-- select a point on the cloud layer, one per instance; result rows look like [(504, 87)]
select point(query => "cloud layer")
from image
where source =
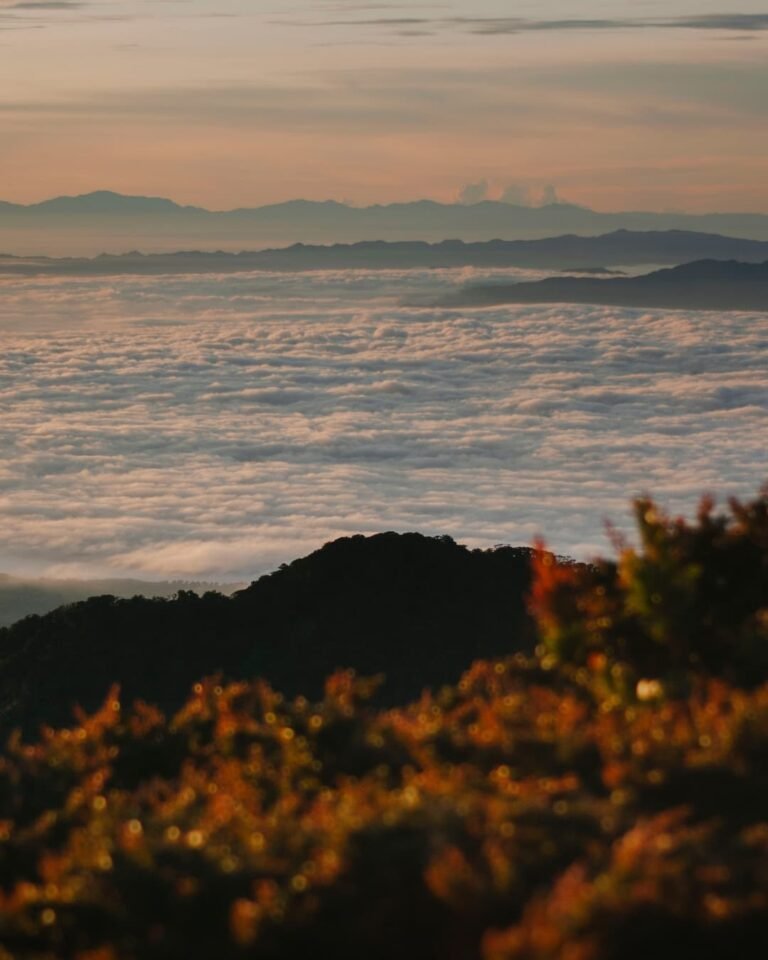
[(214, 427)]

# What the task requires
Can you write out the records above again, swapping every "cloud layer" for "fog bank" and changing nothing else? Leave the pictures out.

# Task answer
-- select a point on the fog bank, one per instance; result rows look like [(504, 87)]
select point(query => "fog bank")
from image
where source =
[(214, 427)]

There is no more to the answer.